──────── Records for this task ────────

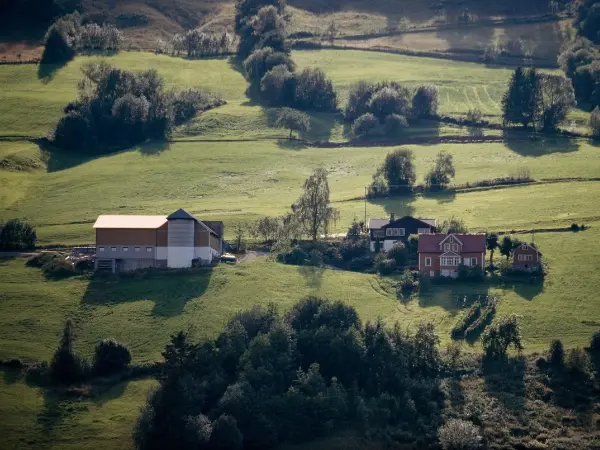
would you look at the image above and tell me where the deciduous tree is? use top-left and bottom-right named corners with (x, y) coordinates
top-left (275, 107), bottom-right (310, 139)
top-left (424, 151), bottom-right (455, 190)
top-left (486, 234), bottom-right (499, 267)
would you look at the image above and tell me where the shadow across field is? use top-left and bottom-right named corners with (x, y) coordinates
top-left (82, 269), bottom-right (213, 317)
top-left (368, 193), bottom-right (417, 219)
top-left (482, 356), bottom-right (526, 412)
top-left (503, 130), bottom-right (580, 156)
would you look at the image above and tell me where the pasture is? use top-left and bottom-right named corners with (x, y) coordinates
top-left (1, 47), bottom-right (599, 450)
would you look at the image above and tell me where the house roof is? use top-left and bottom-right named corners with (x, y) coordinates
top-left (418, 234), bottom-right (486, 253)
top-left (369, 216), bottom-right (437, 230)
top-left (514, 242), bottom-right (543, 256)
top-left (93, 215), bottom-right (167, 229)
top-left (167, 208), bottom-right (196, 220)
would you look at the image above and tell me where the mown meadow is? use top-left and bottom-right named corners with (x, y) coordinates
top-left (1, 48), bottom-right (600, 449)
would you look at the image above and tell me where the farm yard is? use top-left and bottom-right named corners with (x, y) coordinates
top-left (2, 0), bottom-right (600, 446)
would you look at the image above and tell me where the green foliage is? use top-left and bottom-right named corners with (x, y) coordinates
top-left (375, 254), bottom-right (397, 275)
top-left (575, 0), bottom-right (600, 44)
top-left (352, 112), bottom-right (379, 139)
top-left (260, 64), bottom-right (296, 106)
top-left (235, 0), bottom-right (287, 59)
top-left (589, 106), bottom-right (600, 136)
top-left (368, 86), bottom-right (411, 119)
top-left (292, 168), bottom-right (340, 241)
top-left (274, 107), bottom-right (310, 138)
top-left (424, 151), bottom-right (455, 191)
top-left (465, 108), bottom-right (483, 123)
top-left (210, 414), bottom-right (243, 450)
top-left (53, 63), bottom-right (224, 151)
top-left (251, 216), bottom-right (281, 242)
top-left (589, 329), bottom-right (600, 354)
top-left (549, 339), bottom-right (565, 366)
top-left (502, 67), bottom-right (539, 129)
top-left (482, 314), bottom-right (524, 359)
top-left (165, 29), bottom-right (232, 58)
top-left (0, 218), bottom-right (36, 250)
top-left (50, 320), bottom-right (89, 384)
top-left (387, 241), bottom-right (408, 267)
top-left (293, 68), bottom-right (338, 112)
top-left (499, 235), bottom-right (521, 260)
top-left (369, 148), bottom-right (417, 196)
top-left (566, 347), bottom-right (592, 378)
top-left (438, 216), bottom-right (469, 234)
top-left (412, 84), bottom-right (439, 119)
top-left (438, 419), bottom-right (481, 450)
top-left (486, 234), bottom-right (499, 266)
top-left (93, 339), bottom-right (132, 375)
top-left (243, 47), bottom-right (295, 83)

────────

* [How to complete this task] Could you copy all of the entries above exactly, without the pictures?

* [Solution]
would you look at the image above and tell me where the deciduous tree is? use top-left and bottom-right named corners with (x, y) coordinates
top-left (275, 107), bottom-right (310, 139)
top-left (424, 151), bottom-right (455, 190)
top-left (486, 234), bottom-right (499, 267)
would you look at the image above and tell me where the shadow across field is? use top-left and bottom-right named corners with (x, y) coordinates
top-left (82, 269), bottom-right (213, 317)
top-left (368, 193), bottom-right (417, 219)
top-left (482, 356), bottom-right (526, 412)
top-left (503, 130), bottom-right (580, 156)
would you look at the image above and tell me where the pasture is? use top-left and bottom-right named corners with (x, y) coordinates
top-left (1, 47), bottom-right (599, 450)
would you look at the image above and tell me where the house roof is? use top-left and bottom-right named corners with (x, y) coordinates
top-left (418, 234), bottom-right (486, 253)
top-left (369, 216), bottom-right (437, 230)
top-left (514, 242), bottom-right (543, 256)
top-left (93, 215), bottom-right (167, 229)
top-left (167, 208), bottom-right (196, 220)
would you look at the image above and tell me where the mown meadow is? use top-left and bottom-right named corners with (x, y) coordinates
top-left (1, 48), bottom-right (600, 449)
would you look at the image above and tell me where the farm yard is? use top-left and bottom-right named corners with (x, y) coordinates
top-left (2, 0), bottom-right (600, 446)
would you look at the image above and tell me where the green foliage is? use top-left and bottom-right named corners with (x, y) coordinates
top-left (375, 254), bottom-right (397, 275)
top-left (575, 0), bottom-right (600, 44)
top-left (352, 112), bottom-right (379, 139)
top-left (260, 64), bottom-right (296, 106)
top-left (235, 0), bottom-right (287, 59)
top-left (589, 106), bottom-right (600, 136)
top-left (368, 86), bottom-right (411, 119)
top-left (292, 168), bottom-right (340, 241)
top-left (274, 107), bottom-right (310, 138)
top-left (424, 151), bottom-right (455, 191)
top-left (465, 108), bottom-right (483, 123)
top-left (210, 414), bottom-right (243, 450)
top-left (53, 63), bottom-right (224, 151)
top-left (251, 216), bottom-right (281, 242)
top-left (589, 329), bottom-right (600, 354)
top-left (549, 339), bottom-right (565, 366)
top-left (502, 67), bottom-right (539, 129)
top-left (482, 314), bottom-right (524, 359)
top-left (165, 29), bottom-right (232, 58)
top-left (0, 218), bottom-right (36, 250)
top-left (50, 320), bottom-right (89, 384)
top-left (387, 241), bottom-right (408, 267)
top-left (293, 68), bottom-right (338, 112)
top-left (499, 235), bottom-right (521, 260)
top-left (369, 148), bottom-right (417, 196)
top-left (566, 347), bottom-right (592, 378)
top-left (438, 216), bottom-right (469, 234)
top-left (412, 84), bottom-right (439, 119)
top-left (438, 419), bottom-right (481, 450)
top-left (486, 234), bottom-right (499, 266)
top-left (93, 339), bottom-right (132, 375)
top-left (243, 47), bottom-right (295, 83)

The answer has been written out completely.